DATA TO USE:
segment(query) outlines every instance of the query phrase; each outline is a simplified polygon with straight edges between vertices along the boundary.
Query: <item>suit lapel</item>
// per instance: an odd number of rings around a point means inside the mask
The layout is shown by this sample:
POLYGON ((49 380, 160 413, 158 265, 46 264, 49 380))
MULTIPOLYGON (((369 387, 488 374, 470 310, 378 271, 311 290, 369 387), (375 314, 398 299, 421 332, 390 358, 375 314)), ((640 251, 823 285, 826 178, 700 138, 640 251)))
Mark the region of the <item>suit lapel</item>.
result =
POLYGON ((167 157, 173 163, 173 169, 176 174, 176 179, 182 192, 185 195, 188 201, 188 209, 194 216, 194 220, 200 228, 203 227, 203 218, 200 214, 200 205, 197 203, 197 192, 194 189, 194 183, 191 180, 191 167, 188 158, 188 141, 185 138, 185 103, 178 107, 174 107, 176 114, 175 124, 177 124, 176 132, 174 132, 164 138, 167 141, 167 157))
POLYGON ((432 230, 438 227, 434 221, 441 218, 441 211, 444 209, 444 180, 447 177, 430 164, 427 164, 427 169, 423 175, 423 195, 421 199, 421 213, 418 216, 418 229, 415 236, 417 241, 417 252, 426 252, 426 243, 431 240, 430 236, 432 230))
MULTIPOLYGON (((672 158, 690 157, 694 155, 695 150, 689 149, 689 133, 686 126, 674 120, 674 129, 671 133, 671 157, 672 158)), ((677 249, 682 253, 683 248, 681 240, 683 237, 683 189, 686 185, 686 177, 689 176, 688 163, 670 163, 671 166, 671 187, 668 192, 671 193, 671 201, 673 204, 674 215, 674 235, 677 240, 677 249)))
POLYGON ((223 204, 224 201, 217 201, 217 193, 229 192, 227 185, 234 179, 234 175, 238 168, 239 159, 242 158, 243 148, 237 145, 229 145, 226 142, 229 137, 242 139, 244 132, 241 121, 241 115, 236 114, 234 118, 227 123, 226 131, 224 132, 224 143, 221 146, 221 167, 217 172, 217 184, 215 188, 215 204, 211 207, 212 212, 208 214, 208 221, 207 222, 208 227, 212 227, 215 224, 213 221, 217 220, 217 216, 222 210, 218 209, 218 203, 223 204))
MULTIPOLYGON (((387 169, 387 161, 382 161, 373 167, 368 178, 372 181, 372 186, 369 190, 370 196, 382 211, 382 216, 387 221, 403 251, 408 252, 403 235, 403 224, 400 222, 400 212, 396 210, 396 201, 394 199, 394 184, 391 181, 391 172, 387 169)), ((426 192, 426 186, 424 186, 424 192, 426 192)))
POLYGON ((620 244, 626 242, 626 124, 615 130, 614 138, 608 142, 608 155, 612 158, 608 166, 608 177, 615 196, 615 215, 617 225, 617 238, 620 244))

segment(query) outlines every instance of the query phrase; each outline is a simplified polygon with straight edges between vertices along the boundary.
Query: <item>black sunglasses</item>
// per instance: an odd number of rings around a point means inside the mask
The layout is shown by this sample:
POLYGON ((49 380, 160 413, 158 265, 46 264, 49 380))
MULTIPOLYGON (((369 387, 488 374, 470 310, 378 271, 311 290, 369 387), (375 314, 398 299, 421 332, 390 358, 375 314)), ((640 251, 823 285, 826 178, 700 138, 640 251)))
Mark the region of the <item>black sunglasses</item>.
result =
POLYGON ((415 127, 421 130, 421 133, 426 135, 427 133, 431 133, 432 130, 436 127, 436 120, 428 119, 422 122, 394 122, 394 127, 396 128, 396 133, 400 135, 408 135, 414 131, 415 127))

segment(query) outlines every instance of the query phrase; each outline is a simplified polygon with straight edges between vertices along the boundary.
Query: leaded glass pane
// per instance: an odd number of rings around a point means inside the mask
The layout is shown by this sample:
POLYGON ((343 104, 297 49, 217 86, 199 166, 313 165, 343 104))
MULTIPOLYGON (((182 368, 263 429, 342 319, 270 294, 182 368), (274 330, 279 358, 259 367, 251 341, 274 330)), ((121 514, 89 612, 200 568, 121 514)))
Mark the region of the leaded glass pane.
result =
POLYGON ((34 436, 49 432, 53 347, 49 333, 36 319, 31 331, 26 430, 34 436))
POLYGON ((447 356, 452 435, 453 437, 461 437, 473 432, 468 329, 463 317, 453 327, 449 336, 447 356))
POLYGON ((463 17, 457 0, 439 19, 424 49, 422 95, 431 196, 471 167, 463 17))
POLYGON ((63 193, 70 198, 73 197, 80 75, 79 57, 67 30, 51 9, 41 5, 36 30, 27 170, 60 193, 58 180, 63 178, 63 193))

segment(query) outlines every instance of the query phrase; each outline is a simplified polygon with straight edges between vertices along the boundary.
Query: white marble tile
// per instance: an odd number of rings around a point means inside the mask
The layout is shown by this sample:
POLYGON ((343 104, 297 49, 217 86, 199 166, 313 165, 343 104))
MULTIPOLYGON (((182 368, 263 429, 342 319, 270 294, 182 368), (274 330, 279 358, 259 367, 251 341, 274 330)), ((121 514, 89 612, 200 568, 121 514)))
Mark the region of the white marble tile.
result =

WHAT IS ASKED: Reproduce the data above word for word, from its very first line through the line containing "MULTIPOLYGON (((672 158, 690", both included.

ANSWER FOR THE TASK:
segment(query) outlines every instance of the query phrase; each outline is a simplified polygon with straight edges between vertices along the boundary.
Query: <item>suit lapel</item>
// per instance: an odd number of rings around a point means inside the mask
The layout is shown by this sample:
POLYGON ((49 380, 160 413, 158 265, 46 264, 49 380))
MULTIPOLYGON (((369 387, 488 374, 470 310, 378 271, 311 290, 369 387), (375 314, 398 299, 421 332, 390 358, 375 314)), ((640 251, 823 285, 826 178, 700 138, 640 251)))
Mark the region of the <item>suit lapel</item>.
result =
POLYGON ((167 157, 173 163, 173 169, 176 174, 176 179, 182 192, 185 195, 188 201, 188 209, 194 216, 194 220, 200 228, 203 227, 203 218, 200 214, 200 205, 197 203, 197 192, 194 189, 194 183, 191 180, 191 167, 188 158, 188 141, 185 138, 185 103, 178 107, 174 107, 176 114, 175 124, 177 124, 176 132, 174 132, 164 138, 167 141, 167 157))
POLYGON ((432 230, 438 227, 434 221, 441 218, 441 211, 444 209, 444 180, 447 177, 430 164, 427 164, 427 169, 423 175, 423 195, 421 199, 421 213, 418 216, 418 229, 415 236, 417 241, 417 252, 426 252, 426 243, 431 240, 430 236, 432 230))
MULTIPOLYGON (((672 158, 690 157, 694 155, 695 150, 689 149, 689 133, 686 126, 674 120, 674 129, 671 133, 671 157, 672 158)), ((677 249, 682 253, 683 248, 681 240, 683 237, 683 189, 686 185, 686 177, 689 176, 688 163, 670 163, 671 166, 671 187, 668 192, 671 193, 671 201, 673 204, 674 215, 674 235, 677 240, 677 249)))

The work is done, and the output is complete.